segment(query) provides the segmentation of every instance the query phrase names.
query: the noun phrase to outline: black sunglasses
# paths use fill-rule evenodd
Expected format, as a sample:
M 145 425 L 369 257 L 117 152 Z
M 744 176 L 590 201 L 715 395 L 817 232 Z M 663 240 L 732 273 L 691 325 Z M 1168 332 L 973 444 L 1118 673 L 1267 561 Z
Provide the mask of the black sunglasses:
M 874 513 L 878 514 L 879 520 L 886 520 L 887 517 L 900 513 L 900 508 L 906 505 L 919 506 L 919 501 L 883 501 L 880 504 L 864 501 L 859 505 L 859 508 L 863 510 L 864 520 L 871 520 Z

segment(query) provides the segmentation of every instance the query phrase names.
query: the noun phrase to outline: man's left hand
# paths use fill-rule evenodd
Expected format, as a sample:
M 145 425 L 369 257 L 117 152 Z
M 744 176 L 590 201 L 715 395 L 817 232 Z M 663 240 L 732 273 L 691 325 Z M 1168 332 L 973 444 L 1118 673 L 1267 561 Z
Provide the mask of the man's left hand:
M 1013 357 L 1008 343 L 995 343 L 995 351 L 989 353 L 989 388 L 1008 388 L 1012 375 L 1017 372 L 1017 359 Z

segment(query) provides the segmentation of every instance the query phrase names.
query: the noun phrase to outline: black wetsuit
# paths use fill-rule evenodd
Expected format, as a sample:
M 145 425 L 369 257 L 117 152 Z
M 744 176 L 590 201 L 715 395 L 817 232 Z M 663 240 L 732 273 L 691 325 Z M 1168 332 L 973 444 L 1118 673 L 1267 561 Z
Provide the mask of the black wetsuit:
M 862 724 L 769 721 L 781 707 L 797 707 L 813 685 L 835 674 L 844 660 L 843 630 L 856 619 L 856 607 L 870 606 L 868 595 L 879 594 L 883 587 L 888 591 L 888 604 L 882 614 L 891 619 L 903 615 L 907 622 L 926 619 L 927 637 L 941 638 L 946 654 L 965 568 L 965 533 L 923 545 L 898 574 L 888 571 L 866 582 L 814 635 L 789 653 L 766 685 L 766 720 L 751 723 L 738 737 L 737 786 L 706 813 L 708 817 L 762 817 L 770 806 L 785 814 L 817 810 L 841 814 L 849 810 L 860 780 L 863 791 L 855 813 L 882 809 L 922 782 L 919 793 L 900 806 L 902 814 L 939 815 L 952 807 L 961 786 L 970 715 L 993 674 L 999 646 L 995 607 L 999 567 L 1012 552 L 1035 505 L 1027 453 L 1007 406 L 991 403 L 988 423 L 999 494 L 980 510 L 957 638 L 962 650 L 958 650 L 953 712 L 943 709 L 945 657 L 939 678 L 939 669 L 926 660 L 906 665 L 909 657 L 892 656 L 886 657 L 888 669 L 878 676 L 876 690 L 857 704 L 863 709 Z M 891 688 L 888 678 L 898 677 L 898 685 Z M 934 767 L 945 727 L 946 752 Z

________________________

## Work to complete
Reproduce the lines above, substituting "Required format" for every occurrence of "Expected format" and leaving everything else unchanged.

## Expected output
segment(query) provides the segmentation of every instance the query phrase names.
query: the noun phrase to outline: black sunglasses
# paths use fill-rule evenodd
Required format, as a sample:
M 145 425 L 369 257 L 117 152 Z
M 744 176 L 590 201 L 715 395 L 817 232 Z M 663 240 L 732 273 L 691 325 Z M 1168 332 L 973 444 L 1118 673 L 1267 561 Z
Provide the mask of the black sunglasses:
M 874 513 L 878 514 L 879 520 L 886 520 L 887 517 L 900 513 L 900 508 L 906 505 L 919 506 L 919 501 L 883 501 L 880 504 L 864 501 L 859 505 L 859 508 L 863 510 L 864 520 L 871 520 Z

segment(query) provides the segmentation of every instance the query phrase names.
query: the noun phrase to outline: man's left hand
# paths use fill-rule evenodd
Required format, as a sample:
M 145 425 L 369 257 L 117 152 Z
M 744 176 L 590 201 L 715 395 L 817 232 Z M 663 240 L 732 273 L 691 325 Z M 1168 332 L 973 444 L 1118 673 L 1267 561 Z
Provide the mask of the man's left hand:
M 1013 357 L 1008 343 L 995 343 L 995 351 L 989 353 L 989 388 L 1008 388 L 1012 375 L 1017 372 L 1017 359 Z

segment(query) provides the segmentation of every instance the query phrase names.
query: the noun phrase to outline: black wetsuit
# paths use fill-rule evenodd
Required format, as a sample:
M 145 425 L 369 257 L 117 152 Z
M 744 176 L 590 201 L 715 395 L 817 232 Z M 663 240 L 732 273 L 691 325 Z M 1168 332 L 973 444 L 1118 673 L 1267 561 Z
Provide the mask of the black wetsuit:
M 862 724 L 769 721 L 781 707 L 797 707 L 813 685 L 835 674 L 844 660 L 843 630 L 856 619 L 856 607 L 870 606 L 868 595 L 879 594 L 883 587 L 888 591 L 888 604 L 882 614 L 891 619 L 903 615 L 907 622 L 926 619 L 927 637 L 941 638 L 946 654 L 965 568 L 965 533 L 923 545 L 898 574 L 888 571 L 866 582 L 814 635 L 789 653 L 766 685 L 766 720 L 751 723 L 738 737 L 737 786 L 706 813 L 708 817 L 762 817 L 770 806 L 785 814 L 817 810 L 841 814 L 849 810 L 860 780 L 863 791 L 855 813 L 882 809 L 922 782 L 919 793 L 900 806 L 902 814 L 939 815 L 952 807 L 961 786 L 970 715 L 993 674 L 999 646 L 995 607 L 999 567 L 1012 552 L 1035 505 L 1027 453 L 1007 406 L 991 403 L 988 423 L 999 494 L 980 510 L 957 638 L 962 650 L 958 650 L 953 712 L 943 709 L 945 657 L 939 678 L 939 669 L 926 660 L 906 665 L 909 657 L 892 656 L 886 657 L 888 669 L 878 676 L 876 690 L 857 704 L 863 709 Z M 891 688 L 888 678 L 898 677 L 898 685 Z M 934 767 L 945 727 L 946 752 Z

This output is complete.